What is being asked:
Locate each line in the records below that contains the word "metal", and copy those lines out.
START Input records
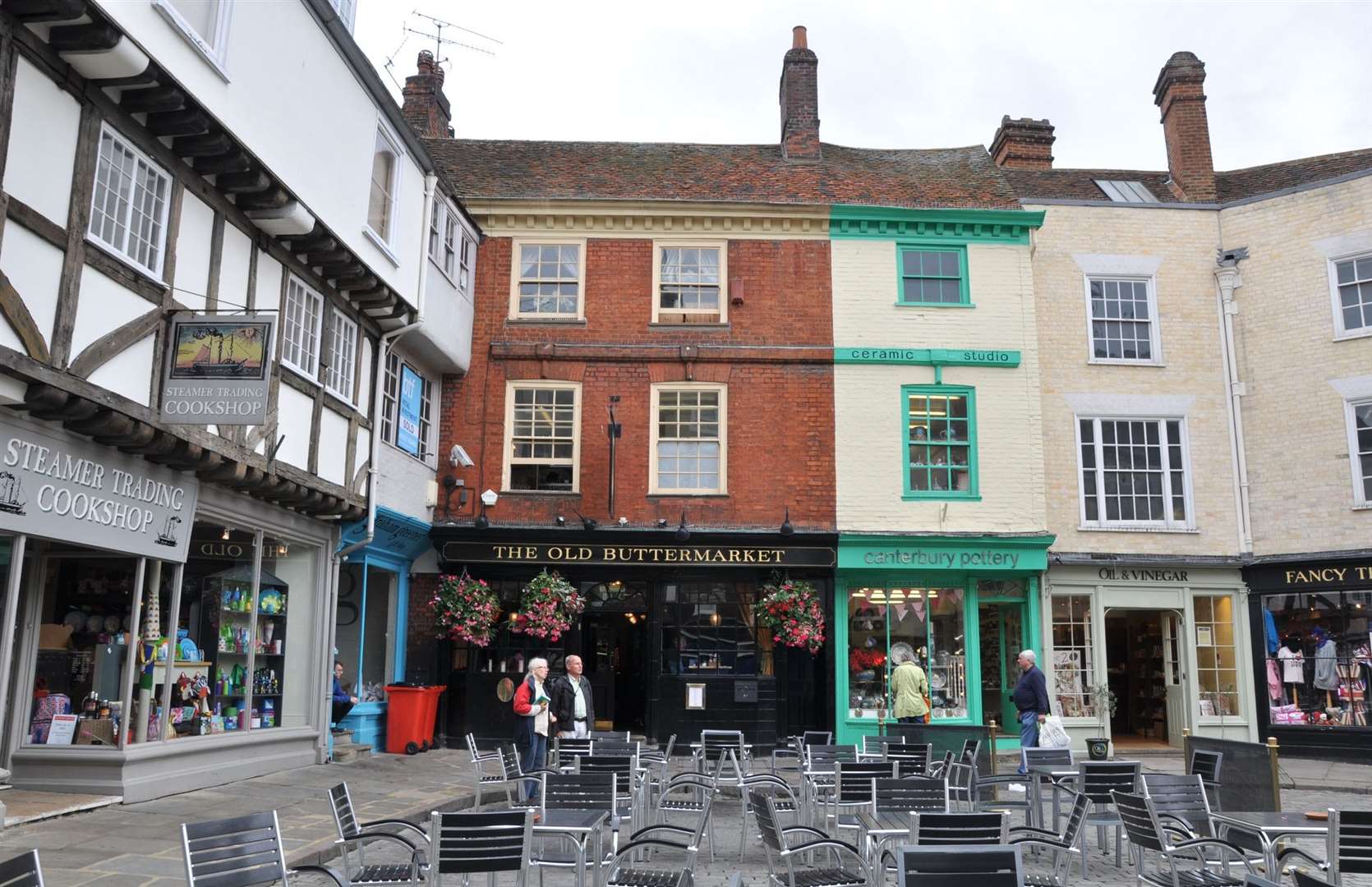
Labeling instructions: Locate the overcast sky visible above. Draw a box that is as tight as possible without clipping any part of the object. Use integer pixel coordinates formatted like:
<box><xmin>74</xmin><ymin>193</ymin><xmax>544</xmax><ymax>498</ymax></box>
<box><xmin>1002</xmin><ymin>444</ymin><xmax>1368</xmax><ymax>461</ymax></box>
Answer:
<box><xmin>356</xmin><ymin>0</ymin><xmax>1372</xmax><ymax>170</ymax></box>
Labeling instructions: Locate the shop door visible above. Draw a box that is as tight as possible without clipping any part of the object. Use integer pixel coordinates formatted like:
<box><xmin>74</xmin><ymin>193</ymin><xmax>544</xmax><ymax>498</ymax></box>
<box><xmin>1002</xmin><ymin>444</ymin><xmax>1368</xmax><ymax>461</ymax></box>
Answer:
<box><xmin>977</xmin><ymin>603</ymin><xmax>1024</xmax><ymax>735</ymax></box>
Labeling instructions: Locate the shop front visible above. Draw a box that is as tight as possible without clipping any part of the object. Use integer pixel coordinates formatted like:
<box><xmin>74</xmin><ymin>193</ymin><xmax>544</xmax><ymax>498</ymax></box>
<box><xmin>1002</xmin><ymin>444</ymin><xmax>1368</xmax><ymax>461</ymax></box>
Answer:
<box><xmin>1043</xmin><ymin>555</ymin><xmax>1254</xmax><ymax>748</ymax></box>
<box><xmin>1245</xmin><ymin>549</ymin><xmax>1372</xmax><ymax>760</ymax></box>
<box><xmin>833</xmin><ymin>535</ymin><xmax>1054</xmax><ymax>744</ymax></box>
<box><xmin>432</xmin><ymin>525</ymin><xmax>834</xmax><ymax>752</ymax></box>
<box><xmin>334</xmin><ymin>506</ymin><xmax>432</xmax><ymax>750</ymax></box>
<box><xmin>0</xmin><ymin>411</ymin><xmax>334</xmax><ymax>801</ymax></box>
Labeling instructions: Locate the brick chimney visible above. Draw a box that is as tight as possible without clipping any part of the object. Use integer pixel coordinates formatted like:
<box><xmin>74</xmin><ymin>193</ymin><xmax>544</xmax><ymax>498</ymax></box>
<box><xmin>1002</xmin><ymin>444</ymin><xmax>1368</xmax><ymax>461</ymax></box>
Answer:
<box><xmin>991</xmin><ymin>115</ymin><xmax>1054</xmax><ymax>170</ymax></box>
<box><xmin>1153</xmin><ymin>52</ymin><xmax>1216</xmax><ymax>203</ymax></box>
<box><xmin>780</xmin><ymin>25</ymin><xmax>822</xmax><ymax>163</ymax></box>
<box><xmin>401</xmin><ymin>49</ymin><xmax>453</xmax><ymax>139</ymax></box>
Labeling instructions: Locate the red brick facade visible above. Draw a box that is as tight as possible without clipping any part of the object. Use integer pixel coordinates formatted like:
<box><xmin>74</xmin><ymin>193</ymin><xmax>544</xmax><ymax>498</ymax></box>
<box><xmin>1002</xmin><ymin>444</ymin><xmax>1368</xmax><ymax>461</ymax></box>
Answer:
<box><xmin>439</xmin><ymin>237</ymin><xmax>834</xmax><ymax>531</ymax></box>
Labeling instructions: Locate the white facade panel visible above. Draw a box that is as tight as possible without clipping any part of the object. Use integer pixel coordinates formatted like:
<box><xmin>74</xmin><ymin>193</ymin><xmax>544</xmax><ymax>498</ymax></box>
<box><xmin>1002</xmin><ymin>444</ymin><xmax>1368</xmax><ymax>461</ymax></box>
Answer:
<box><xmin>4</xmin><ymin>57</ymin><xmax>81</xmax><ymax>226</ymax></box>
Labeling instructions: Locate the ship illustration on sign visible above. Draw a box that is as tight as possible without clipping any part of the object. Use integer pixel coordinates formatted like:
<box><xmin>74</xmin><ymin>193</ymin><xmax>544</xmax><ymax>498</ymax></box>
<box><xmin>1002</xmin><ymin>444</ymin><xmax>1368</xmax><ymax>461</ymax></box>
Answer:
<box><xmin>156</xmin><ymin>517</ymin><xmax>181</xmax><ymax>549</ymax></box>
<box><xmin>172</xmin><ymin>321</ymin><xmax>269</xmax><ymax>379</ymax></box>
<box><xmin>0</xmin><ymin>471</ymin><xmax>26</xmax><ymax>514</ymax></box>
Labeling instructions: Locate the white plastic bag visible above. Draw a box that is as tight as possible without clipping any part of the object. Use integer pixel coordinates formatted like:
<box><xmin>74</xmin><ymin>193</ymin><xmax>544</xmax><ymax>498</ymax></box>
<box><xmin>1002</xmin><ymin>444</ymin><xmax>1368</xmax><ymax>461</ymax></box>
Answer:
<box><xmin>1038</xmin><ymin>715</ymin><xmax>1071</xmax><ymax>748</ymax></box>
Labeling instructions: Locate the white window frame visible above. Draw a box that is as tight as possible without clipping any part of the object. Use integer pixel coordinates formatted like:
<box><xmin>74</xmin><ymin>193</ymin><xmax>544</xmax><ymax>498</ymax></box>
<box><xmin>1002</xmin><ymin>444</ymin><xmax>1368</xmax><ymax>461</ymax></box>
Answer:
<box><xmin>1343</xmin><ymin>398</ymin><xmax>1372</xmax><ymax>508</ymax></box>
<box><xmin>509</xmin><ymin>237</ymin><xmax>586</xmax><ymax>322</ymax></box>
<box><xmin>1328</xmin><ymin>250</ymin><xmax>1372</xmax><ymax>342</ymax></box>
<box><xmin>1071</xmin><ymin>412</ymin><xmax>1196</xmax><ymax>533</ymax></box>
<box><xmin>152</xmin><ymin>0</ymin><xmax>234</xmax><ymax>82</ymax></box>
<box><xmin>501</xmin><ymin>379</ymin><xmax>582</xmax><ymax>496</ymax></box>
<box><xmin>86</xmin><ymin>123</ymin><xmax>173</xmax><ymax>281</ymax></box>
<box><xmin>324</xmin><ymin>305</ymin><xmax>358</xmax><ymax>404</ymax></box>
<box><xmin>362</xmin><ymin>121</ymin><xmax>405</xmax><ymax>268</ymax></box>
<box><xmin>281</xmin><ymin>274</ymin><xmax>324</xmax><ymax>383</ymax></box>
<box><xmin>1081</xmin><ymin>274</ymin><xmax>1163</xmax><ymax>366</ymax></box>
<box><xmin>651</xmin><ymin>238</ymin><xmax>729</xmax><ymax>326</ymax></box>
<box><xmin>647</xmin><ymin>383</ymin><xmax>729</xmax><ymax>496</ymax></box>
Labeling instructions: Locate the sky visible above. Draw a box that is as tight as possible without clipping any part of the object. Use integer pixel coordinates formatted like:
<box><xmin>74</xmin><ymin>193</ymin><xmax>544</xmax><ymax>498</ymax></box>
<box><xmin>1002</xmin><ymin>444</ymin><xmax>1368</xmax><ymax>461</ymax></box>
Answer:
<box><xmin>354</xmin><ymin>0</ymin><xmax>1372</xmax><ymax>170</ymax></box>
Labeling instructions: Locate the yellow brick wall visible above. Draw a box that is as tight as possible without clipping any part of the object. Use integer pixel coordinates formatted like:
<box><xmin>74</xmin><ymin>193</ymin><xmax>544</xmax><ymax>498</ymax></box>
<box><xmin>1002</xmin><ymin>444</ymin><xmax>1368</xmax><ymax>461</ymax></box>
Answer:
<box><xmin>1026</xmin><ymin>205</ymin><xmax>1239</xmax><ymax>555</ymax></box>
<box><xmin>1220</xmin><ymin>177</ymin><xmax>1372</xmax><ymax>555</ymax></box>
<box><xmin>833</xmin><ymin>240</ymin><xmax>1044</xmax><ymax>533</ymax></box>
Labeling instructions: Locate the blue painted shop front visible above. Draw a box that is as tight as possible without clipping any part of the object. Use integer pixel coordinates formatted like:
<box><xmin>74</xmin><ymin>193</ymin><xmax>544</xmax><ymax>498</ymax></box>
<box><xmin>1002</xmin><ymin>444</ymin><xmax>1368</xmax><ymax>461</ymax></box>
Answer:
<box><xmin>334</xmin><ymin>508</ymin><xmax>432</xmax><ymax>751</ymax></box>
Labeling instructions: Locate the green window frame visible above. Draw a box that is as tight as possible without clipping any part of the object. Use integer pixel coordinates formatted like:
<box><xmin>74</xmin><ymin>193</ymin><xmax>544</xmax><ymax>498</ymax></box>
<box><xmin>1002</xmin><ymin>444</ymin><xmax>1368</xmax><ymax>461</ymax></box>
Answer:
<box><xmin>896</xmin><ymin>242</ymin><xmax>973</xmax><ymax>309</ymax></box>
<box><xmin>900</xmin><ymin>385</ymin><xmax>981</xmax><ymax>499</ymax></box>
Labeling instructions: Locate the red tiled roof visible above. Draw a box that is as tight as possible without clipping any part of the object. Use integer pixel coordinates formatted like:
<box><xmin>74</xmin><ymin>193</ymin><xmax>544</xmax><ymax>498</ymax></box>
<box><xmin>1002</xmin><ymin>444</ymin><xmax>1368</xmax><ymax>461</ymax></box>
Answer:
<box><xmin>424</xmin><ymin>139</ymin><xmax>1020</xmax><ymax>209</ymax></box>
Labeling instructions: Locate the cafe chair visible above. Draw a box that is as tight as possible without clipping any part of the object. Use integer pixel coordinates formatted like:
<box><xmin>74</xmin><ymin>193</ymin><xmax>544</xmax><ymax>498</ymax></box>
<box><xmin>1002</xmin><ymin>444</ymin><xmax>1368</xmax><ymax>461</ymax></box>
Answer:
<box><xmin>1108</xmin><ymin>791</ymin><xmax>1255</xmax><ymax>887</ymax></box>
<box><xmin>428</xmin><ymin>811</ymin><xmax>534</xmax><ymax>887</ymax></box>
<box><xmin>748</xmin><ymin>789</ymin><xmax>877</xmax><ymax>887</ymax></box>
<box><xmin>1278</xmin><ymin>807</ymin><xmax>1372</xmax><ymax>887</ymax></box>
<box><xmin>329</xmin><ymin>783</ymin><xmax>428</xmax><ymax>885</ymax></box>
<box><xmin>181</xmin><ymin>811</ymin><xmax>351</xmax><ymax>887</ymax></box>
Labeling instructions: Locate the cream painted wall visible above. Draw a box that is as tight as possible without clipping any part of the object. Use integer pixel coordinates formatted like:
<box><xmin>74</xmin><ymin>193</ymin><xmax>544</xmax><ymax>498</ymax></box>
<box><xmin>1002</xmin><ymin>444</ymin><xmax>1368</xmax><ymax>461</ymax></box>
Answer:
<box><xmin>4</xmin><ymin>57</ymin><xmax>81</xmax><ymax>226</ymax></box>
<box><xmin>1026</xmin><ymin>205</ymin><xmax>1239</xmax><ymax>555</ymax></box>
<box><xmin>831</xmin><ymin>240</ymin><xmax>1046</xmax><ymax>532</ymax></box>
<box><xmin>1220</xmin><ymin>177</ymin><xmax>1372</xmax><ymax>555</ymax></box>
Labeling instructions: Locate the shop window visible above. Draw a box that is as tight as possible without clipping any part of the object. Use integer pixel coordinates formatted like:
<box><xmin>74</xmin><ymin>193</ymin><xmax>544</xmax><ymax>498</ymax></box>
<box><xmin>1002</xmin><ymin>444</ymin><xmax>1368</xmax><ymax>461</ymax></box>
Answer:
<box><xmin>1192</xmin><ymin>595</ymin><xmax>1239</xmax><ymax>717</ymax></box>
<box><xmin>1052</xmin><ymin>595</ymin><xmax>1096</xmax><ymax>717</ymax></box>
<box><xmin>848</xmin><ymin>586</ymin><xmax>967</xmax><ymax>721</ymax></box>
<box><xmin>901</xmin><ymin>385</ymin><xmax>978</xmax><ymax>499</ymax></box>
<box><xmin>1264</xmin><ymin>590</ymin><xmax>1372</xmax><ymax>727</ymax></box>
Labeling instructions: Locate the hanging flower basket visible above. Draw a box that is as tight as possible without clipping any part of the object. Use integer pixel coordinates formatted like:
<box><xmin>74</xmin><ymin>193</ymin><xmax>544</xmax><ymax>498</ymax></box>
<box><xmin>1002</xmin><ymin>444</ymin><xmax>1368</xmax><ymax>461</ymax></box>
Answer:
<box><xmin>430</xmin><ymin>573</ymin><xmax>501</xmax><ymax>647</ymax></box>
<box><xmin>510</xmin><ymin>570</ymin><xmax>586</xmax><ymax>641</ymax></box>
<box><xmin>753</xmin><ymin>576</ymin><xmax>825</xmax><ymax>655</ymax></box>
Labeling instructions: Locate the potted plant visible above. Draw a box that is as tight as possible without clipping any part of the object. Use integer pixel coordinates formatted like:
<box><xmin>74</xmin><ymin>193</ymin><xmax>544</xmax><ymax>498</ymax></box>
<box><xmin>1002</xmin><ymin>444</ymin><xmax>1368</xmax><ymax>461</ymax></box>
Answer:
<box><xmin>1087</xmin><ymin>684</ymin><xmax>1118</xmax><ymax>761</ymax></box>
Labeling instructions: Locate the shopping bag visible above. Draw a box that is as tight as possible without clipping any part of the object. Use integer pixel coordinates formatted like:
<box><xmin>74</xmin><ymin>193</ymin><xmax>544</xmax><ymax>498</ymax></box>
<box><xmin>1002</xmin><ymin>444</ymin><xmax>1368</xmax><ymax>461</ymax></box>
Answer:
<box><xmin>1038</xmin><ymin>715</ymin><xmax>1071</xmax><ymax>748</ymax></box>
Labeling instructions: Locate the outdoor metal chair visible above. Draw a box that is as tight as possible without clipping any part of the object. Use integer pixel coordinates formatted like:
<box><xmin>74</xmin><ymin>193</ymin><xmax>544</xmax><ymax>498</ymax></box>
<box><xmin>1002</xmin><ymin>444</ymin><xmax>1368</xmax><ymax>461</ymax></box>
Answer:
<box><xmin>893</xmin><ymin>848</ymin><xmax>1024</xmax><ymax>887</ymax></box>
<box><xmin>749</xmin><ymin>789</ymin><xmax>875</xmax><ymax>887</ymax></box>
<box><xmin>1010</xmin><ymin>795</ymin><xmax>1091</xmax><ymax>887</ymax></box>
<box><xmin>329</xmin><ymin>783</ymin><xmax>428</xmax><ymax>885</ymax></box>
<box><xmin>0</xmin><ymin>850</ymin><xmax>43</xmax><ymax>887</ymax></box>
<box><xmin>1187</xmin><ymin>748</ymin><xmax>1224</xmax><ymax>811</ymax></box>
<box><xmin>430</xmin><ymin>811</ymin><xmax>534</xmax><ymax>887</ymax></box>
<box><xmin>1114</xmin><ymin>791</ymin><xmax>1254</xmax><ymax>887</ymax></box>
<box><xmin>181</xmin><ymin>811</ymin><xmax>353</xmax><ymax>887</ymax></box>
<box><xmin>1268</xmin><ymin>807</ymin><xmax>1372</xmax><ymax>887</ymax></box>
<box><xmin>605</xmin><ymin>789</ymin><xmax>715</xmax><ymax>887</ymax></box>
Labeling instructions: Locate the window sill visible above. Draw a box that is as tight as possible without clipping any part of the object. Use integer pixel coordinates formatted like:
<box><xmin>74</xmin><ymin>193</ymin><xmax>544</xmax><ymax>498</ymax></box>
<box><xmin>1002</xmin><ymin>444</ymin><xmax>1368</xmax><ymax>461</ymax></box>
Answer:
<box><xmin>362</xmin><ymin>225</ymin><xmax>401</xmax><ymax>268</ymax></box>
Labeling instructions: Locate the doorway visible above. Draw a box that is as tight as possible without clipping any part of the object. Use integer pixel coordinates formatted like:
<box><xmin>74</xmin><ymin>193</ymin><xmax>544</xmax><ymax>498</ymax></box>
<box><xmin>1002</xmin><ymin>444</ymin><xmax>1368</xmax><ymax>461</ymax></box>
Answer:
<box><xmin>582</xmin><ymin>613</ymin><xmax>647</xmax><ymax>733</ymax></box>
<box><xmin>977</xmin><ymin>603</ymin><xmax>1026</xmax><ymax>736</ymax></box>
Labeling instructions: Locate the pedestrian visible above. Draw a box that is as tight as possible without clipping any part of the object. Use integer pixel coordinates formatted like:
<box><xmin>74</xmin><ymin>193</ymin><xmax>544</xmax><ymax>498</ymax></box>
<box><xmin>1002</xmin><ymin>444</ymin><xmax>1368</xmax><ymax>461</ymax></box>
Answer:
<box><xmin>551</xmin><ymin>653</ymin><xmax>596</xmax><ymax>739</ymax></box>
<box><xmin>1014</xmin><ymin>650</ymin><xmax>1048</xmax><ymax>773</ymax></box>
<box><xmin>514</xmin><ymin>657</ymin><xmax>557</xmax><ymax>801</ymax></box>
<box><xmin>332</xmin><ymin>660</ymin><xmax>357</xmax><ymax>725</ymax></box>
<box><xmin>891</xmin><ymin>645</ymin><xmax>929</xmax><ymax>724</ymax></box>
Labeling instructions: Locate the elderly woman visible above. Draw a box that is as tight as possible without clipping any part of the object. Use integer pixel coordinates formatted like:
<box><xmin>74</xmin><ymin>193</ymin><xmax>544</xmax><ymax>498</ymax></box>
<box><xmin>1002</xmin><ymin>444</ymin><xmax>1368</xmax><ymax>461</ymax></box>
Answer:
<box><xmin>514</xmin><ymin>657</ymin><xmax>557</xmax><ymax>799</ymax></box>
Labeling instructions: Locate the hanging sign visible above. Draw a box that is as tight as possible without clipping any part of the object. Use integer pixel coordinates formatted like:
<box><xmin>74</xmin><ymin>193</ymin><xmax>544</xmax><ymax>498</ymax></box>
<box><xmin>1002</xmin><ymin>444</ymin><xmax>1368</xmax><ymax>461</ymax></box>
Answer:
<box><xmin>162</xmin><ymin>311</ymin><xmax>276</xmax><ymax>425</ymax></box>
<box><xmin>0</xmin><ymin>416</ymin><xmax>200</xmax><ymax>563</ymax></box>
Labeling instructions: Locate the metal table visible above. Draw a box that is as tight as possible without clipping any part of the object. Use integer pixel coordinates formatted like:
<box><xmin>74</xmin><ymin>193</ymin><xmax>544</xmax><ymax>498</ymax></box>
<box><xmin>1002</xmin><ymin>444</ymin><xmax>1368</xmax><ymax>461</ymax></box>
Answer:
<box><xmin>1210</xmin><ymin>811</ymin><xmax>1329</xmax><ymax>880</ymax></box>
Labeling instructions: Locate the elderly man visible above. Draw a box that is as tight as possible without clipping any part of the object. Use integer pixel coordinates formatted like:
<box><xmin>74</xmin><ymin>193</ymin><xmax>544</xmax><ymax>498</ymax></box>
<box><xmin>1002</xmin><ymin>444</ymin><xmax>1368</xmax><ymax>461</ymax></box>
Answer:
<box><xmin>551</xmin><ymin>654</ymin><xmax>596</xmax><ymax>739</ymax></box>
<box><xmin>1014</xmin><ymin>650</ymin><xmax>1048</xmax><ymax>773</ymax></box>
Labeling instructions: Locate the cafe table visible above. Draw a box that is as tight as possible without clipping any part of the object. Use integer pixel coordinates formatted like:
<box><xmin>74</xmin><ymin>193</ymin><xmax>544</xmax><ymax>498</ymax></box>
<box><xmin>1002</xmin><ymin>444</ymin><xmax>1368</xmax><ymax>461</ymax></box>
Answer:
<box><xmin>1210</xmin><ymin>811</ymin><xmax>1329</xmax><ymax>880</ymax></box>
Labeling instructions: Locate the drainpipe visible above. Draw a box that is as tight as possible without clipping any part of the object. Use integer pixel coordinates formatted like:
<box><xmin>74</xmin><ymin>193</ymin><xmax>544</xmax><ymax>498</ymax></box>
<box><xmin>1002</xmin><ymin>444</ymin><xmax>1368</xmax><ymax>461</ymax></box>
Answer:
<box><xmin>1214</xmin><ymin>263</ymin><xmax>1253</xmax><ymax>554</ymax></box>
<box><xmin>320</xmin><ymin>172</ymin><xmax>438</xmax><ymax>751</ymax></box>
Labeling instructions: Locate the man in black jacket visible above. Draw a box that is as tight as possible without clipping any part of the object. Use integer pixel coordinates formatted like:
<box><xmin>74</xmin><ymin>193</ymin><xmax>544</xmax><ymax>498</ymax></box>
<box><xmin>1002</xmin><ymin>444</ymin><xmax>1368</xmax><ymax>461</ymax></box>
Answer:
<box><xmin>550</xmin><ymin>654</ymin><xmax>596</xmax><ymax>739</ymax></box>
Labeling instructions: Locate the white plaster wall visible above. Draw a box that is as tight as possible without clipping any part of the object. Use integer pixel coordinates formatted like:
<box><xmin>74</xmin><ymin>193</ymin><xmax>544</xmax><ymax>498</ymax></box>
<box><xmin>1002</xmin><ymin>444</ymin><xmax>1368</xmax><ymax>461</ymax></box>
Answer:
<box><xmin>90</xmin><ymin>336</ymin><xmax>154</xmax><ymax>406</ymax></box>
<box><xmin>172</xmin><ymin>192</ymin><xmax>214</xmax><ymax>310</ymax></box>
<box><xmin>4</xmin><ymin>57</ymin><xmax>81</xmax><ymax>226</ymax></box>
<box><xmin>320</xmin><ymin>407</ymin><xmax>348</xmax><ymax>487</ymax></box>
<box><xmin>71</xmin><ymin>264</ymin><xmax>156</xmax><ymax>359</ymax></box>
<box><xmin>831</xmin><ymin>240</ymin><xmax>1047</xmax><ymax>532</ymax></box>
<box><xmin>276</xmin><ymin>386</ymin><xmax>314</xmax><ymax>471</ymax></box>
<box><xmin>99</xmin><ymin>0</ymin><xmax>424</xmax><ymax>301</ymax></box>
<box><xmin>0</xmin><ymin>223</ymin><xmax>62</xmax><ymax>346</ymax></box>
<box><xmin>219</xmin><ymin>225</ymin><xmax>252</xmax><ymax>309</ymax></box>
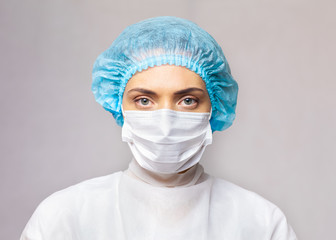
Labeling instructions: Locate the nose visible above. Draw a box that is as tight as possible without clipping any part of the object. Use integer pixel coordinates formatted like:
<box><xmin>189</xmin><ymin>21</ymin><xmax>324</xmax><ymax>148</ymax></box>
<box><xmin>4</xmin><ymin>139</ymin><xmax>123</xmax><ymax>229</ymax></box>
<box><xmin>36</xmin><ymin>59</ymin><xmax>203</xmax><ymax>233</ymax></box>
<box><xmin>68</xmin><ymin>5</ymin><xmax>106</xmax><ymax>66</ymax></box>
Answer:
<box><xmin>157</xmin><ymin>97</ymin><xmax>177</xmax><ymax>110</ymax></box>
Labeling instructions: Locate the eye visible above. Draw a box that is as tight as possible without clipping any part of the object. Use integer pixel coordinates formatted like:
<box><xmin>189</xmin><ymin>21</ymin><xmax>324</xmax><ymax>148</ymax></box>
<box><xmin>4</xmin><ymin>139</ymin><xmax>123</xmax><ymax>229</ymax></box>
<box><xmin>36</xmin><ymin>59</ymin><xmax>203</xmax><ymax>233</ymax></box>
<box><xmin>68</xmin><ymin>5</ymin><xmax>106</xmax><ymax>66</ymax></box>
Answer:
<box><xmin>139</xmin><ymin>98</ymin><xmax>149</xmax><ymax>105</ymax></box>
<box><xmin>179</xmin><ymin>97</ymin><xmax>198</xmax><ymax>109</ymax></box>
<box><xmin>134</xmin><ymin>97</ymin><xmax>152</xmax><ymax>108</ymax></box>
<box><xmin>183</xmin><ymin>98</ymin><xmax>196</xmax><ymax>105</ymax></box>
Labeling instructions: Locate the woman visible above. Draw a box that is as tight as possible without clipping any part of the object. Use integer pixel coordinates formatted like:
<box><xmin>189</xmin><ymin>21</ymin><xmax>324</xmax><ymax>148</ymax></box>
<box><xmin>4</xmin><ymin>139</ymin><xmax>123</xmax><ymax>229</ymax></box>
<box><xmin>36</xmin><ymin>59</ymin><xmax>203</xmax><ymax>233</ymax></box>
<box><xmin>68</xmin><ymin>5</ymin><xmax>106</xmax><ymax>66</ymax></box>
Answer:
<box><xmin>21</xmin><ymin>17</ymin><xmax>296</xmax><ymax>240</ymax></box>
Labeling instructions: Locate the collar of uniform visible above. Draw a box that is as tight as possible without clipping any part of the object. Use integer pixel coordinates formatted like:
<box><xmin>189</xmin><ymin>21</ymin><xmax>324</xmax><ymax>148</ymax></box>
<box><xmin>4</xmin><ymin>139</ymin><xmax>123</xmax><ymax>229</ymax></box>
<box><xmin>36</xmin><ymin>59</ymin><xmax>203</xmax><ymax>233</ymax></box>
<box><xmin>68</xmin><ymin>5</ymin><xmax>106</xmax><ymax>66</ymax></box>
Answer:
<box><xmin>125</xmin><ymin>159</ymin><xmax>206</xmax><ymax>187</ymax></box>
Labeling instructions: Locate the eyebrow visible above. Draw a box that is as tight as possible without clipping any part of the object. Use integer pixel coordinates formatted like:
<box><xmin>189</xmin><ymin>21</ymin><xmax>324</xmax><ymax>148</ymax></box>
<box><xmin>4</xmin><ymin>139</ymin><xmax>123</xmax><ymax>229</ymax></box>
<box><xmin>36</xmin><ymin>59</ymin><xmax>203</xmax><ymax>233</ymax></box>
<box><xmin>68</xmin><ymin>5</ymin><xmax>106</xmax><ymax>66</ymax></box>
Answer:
END Input records
Answer below:
Labeling instructions: Locate the outdoor metal chair visible above. Draw a box that is as tight as possible without clipping any part of the object. Use integer pixel coordinates formatted like:
Labeling instructions: Locate the metal table visible above. Draw a box that is as tight as possible without clipping any part of the object. Use integer pixel coordinates formatted like:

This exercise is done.